- [SOURCE MATERIAL]

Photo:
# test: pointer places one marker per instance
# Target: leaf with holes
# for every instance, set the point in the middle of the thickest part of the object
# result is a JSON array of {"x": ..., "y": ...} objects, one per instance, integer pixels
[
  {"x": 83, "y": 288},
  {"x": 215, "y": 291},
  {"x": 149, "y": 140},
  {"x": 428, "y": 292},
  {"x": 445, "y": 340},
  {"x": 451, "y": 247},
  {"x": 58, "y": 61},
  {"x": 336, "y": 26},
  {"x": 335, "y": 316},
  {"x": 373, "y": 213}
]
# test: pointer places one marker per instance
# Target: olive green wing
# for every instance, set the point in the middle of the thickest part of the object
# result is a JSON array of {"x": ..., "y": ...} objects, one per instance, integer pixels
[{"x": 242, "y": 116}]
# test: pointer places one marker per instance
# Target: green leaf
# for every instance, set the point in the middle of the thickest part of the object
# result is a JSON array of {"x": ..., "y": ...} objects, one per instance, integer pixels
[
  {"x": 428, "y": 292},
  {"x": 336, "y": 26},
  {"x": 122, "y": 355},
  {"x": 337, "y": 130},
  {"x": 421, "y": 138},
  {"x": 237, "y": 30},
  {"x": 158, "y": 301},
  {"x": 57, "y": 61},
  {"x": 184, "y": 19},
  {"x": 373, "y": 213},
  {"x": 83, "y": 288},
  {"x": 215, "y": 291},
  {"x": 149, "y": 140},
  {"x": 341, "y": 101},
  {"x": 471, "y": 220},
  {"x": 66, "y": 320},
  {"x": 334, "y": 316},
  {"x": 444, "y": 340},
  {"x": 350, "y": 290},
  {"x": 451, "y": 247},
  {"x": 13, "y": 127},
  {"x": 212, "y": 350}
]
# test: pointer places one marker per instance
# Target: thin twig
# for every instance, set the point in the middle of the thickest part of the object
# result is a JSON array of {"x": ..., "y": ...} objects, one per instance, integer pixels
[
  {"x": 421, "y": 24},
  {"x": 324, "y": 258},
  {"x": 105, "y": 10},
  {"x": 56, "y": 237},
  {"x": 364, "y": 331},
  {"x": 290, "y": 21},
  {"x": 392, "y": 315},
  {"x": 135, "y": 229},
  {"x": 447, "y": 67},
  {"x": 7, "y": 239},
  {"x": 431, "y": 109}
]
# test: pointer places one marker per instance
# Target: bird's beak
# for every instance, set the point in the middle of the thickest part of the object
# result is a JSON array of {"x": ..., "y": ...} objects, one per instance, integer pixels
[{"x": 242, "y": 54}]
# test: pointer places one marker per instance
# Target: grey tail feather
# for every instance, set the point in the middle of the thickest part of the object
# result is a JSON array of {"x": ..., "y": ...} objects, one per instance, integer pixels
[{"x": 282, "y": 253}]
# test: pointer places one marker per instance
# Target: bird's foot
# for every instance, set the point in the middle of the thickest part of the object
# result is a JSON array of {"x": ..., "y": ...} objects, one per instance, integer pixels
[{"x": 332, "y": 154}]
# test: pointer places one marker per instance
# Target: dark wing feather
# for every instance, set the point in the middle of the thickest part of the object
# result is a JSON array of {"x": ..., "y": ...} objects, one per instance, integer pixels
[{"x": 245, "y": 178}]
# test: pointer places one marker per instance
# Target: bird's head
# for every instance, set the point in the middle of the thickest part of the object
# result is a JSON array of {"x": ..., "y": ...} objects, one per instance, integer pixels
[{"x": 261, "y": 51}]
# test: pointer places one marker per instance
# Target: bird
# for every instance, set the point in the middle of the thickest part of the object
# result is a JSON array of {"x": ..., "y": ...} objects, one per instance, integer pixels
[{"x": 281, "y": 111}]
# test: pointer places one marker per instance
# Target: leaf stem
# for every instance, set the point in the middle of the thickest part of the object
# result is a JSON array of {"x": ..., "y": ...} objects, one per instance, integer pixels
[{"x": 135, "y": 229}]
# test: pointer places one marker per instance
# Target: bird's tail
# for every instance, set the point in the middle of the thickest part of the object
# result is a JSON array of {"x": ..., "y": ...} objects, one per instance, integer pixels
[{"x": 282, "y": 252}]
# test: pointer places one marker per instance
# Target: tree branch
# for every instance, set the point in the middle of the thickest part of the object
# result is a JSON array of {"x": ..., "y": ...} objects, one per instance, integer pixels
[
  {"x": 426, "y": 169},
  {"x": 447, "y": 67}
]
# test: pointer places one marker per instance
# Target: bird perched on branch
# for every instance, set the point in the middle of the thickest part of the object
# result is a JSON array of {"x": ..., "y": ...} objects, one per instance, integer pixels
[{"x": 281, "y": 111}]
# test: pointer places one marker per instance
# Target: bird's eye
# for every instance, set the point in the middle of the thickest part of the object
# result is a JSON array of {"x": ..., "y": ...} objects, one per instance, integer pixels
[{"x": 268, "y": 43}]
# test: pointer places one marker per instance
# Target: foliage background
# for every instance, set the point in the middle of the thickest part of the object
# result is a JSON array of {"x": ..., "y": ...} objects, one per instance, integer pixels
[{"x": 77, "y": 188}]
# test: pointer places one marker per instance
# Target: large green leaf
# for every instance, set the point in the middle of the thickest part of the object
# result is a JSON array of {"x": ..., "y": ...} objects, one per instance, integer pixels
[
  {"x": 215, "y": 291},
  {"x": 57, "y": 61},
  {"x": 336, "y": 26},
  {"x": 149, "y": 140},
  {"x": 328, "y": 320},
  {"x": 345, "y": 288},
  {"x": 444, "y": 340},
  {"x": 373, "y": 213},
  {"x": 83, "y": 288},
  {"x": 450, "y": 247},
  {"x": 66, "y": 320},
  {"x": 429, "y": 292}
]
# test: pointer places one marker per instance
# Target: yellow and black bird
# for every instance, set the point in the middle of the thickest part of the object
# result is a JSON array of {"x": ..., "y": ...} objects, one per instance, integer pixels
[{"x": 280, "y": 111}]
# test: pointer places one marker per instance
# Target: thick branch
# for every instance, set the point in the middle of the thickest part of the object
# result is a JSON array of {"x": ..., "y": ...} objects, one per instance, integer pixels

- [TASK REQUIREMENTS] Which lines of the records contain "branch"? Show each of them.

- [RESPONSE AREA]
# Target: tree branch
# Target: bird perched on branch
# Target: thick branch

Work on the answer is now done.